(Items from a data collection)
_ _ _ _ _ _ _

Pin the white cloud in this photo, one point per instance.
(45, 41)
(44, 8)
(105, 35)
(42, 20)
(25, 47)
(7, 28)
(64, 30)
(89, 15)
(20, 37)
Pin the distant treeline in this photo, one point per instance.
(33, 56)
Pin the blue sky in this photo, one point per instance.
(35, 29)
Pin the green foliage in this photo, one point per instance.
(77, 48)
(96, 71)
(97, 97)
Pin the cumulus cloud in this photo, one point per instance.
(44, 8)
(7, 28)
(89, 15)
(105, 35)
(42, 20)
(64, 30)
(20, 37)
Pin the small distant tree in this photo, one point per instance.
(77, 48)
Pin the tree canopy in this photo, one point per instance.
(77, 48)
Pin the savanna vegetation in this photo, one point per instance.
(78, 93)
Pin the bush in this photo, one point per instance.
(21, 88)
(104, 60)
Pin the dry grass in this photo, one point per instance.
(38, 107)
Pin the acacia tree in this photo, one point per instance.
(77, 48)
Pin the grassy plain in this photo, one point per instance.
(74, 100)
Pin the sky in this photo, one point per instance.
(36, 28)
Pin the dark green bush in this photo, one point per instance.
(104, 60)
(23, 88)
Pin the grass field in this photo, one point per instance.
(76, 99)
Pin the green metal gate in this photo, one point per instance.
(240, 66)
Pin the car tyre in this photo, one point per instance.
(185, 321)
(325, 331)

_ _ _ _ _ _ _

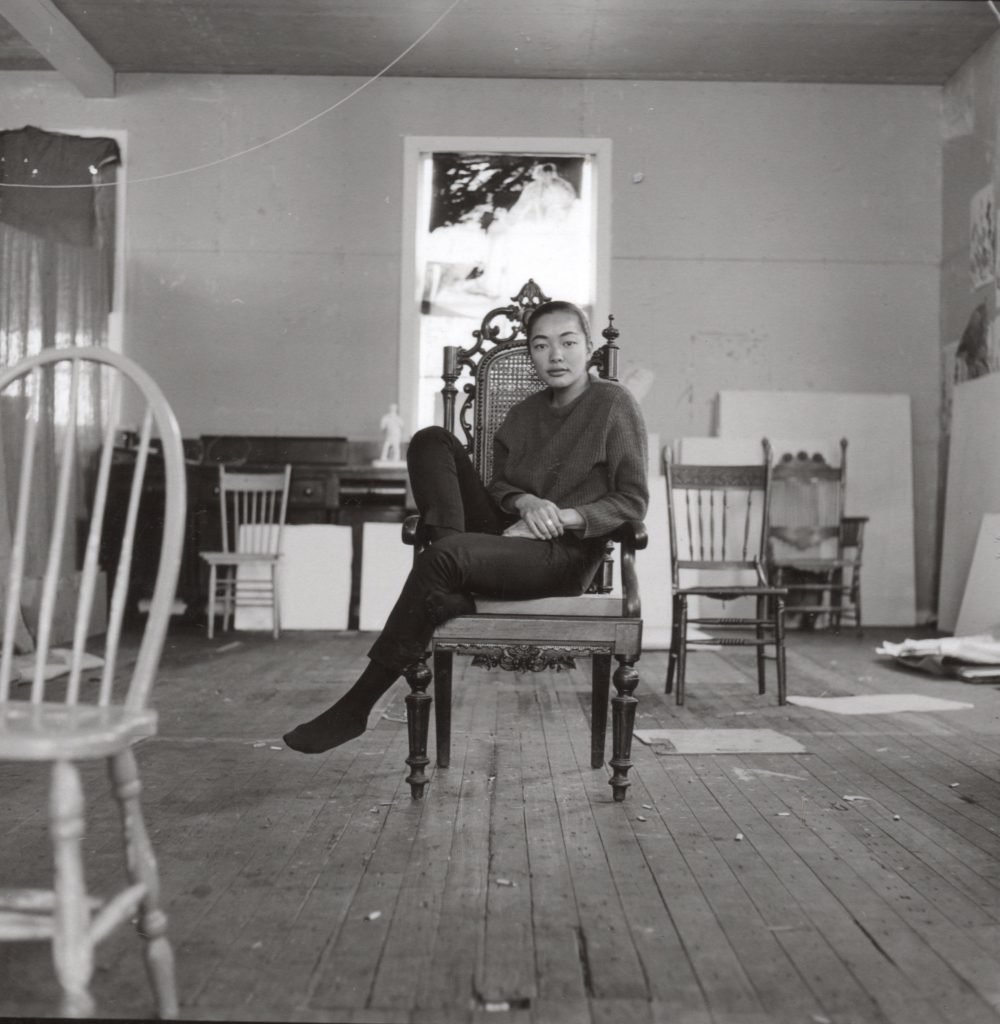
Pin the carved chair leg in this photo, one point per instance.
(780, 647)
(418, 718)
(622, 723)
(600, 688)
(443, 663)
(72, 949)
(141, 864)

_ _ _ _ _ _ _

=== Exercise objective ===
Find every line in the items above that contains the word "green", matching case exactly, and copy each of those lines in full.

=== Written answer ===
Pin the green foliage in this photo, one point per instance.
Pin the dark green bush in this photo, one point per instance.
Pin the green metal gate in this photo, one point per instance.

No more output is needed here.